The problem
Decide whether each statement below agrees with the article on cloning ethics. Answer yes or no for each, and quote the words from the article that decide it.
1. Dr Zavos's cloned human embryo is 10 cells big.
2. Immanuel Kant was a French philosopher.
3. Monitoring how clones develop through their lives is called a short-term project.

Quoted passage
..........

Original article by Dr Adam Hedgecoe

To date, Kentucky fertility specialist Dr Panayiotis Zavos is closer than anyone to producing a baby by cloning. He has a cloned human embryo, 10 cells big, sitting in a freezer, waiting to be implanted into a receptive womb. Is Dr Zavos a caring doctor pulling out the stops to treat his infertile patients, or is he a self-centred maverick who will stop at nothing to achieve fame and fortune? As the cloning pioneers appear to make headway, the ethical issues involved are closing in on us.

If reproductive cloning becomes a real possibility, without risk to foetus and mother, there will still be a number of ethical arguments to tackle.

Harm to the clone

The 'harm to the clone' argument claims that the cloned child is at high risk of being psychologically damaged by growing up as a clone, and as such shouldn't be created. But does it make sense to prevent a clone from being created for its own sake? If the cloning doesn't take place, the clone will never exist. Can a decision that prevented my birth benefit me? If the harm argument is to hold water, then the cloned individual must be faced with a life so bad that it would have been better for it never to have been born.

One way that a cloned child might be 'harmed' is through the burden of over-expectation. As the parent of a cloned child, it would be very difficult not to make comparisons between the clone and the cloned. Particularly as the clone is likely to resemble the cloned. Many believe this to be an unfair burden to place on any child. Consider also that in some cases a child clone could be the identical twin of his father – no-one knows what the psychological effects of being a younger version of one's father might be.

Perhaps the only way this could be settled would be by monitoring how clones develop through their lives. A rather long-term and an ethically dubious project, however.

Human dignity

It's often suggested that cloning is an assault on human dignity. But what exactly this means isn't always clear: what is the measure of dignity? Some critics respond that human dignity is illustrated by the work of the 18th and early 19th century German philosopher Immanuel Kant. He claimed that morality should be decided by a 'categorical imperative.' He says we should treat other people as 'ends in themselves rather than as a means to an end.' In other words, we shouldn't see other people purely in terms of what they can provide us with: each person should be treated with individual respect.

This sounds fine, but does it relate to cloning? Presumably, the assumption is that the clone will have been generated as a means to an end, rather than as an end in itself. But what of the motivations of people who want children the old-fashioned way? Does everyone who has children do so for the sake of the child, rather than to satisfy some internal desire? While the point may be valid, it doesn't seem specific to cloning.

..........

Listed records
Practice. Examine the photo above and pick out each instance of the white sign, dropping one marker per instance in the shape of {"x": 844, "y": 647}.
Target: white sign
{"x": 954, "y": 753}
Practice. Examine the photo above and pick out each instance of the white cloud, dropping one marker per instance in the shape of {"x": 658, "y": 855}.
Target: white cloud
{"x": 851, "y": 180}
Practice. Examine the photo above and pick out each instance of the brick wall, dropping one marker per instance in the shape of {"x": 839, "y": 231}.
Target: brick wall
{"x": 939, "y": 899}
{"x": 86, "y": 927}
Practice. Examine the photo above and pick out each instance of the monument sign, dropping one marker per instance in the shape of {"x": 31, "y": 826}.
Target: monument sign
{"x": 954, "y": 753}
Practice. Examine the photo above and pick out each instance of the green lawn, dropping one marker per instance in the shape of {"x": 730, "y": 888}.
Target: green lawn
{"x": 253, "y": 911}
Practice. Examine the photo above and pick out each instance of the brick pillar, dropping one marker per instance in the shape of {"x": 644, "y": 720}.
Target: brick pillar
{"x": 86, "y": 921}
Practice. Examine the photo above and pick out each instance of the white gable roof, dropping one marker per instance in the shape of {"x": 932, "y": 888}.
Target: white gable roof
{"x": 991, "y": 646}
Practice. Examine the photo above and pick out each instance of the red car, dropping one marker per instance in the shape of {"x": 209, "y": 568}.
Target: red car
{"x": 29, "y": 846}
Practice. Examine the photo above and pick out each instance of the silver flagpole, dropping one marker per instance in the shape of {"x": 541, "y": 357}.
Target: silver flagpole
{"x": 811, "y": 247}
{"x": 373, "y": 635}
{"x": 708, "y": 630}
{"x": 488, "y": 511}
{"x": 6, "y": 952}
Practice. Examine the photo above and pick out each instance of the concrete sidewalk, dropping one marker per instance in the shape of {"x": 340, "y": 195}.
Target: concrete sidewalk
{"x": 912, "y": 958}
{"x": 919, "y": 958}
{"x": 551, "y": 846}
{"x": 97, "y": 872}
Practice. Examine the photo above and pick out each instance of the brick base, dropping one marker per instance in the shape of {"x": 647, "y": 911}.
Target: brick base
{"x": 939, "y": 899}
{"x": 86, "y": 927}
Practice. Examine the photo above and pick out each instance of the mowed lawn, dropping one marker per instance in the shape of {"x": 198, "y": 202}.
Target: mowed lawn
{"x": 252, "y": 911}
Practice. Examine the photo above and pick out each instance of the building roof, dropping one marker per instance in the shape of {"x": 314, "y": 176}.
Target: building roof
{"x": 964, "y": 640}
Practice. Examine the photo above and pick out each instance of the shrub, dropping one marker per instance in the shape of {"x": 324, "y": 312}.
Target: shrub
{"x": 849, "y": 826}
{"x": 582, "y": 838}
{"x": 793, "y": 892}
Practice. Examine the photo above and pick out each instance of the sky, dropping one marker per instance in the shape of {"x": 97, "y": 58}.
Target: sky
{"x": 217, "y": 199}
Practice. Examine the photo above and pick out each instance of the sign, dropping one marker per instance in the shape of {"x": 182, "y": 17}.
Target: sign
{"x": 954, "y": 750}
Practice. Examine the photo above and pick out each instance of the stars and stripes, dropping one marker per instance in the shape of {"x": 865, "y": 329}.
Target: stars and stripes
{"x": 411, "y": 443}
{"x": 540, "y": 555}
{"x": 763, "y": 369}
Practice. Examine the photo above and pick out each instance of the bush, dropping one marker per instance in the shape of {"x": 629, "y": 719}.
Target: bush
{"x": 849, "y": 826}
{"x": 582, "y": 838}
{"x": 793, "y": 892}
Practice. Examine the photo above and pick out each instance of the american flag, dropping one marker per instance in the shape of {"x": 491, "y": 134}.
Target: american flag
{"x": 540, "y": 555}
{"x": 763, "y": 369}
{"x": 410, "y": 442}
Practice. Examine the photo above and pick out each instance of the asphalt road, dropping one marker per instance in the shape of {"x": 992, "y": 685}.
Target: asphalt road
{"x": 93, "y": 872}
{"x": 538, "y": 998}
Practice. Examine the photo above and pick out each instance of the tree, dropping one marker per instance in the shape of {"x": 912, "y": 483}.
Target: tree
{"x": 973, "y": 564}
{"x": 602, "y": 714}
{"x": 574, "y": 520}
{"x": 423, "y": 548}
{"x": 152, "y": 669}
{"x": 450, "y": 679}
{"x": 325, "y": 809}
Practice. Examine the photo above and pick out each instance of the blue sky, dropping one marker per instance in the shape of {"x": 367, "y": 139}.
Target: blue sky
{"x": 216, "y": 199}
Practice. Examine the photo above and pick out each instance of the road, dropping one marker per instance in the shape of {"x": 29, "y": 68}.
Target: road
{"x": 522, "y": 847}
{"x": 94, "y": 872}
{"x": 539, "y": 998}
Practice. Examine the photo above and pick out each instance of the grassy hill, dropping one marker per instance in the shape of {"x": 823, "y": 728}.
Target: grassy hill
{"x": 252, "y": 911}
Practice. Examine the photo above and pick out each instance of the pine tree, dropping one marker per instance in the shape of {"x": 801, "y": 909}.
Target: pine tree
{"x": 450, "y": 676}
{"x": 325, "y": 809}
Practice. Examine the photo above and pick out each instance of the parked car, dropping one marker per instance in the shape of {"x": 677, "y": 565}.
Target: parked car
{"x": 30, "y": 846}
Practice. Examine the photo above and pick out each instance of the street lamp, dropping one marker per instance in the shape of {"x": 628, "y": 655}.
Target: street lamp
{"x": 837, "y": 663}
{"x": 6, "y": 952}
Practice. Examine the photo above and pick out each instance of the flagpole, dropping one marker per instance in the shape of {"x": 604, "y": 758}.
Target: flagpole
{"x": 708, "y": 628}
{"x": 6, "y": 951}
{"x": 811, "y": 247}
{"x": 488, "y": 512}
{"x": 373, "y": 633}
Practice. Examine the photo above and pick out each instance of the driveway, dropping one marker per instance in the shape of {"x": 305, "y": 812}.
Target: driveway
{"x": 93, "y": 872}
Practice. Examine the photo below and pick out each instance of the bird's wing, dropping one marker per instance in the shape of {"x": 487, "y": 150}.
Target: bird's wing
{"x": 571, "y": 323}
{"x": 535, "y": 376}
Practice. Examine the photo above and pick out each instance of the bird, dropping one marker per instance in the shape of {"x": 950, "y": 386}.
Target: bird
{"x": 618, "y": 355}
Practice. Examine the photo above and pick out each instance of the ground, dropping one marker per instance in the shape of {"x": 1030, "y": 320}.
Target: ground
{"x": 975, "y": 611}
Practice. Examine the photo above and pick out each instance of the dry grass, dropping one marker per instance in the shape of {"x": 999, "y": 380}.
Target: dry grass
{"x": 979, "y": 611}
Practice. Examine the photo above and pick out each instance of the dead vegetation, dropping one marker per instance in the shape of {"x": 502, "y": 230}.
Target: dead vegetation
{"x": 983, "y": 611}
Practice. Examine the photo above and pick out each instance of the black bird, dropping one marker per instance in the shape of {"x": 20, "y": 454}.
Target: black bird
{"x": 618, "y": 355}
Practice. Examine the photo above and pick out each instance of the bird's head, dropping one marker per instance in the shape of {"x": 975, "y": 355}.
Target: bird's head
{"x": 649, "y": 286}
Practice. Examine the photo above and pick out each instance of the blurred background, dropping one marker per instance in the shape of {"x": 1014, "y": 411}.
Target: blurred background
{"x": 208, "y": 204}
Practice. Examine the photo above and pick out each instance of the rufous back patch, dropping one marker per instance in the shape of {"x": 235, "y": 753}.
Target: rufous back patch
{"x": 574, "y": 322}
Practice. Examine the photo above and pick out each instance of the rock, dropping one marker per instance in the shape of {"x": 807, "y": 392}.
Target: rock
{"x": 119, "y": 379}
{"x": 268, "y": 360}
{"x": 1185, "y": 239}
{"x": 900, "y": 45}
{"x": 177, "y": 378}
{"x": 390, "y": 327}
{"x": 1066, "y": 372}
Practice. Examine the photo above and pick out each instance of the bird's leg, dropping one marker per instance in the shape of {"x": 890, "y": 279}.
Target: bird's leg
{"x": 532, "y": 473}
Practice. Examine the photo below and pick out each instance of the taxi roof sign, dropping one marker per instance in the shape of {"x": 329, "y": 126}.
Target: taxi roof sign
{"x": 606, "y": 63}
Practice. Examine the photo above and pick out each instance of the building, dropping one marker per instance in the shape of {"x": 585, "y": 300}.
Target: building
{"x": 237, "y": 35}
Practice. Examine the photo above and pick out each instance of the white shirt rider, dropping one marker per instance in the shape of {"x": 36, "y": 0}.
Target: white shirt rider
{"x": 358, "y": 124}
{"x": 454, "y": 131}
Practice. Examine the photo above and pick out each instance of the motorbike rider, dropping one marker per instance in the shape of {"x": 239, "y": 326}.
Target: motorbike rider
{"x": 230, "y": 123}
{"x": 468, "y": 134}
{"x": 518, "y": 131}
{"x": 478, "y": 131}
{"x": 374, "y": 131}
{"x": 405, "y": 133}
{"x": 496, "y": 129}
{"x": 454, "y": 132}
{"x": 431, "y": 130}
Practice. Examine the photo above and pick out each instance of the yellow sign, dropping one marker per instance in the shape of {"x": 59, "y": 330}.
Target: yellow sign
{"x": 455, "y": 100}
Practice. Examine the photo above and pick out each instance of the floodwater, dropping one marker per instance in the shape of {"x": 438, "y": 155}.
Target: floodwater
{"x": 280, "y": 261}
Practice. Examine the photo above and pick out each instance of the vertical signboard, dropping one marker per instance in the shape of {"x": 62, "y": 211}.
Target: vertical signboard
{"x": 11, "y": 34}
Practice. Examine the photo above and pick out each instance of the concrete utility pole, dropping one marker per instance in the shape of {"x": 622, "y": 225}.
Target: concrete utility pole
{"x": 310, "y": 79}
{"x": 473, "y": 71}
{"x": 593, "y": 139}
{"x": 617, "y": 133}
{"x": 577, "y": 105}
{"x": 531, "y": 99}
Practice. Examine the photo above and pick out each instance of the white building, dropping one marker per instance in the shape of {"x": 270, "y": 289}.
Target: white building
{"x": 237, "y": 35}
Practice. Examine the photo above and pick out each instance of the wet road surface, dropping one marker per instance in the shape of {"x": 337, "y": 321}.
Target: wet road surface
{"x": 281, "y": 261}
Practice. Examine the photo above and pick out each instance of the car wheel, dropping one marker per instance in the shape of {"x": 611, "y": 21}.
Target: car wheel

..........

Response
1. Yes: "He has a cloned human embryo, 10 cells big, sitting in a freezer"
2. No: "the 18th and early 19th century German philosopher Immanuel Kant"
3. No: "A rather long-term and an ethically dubious project, however."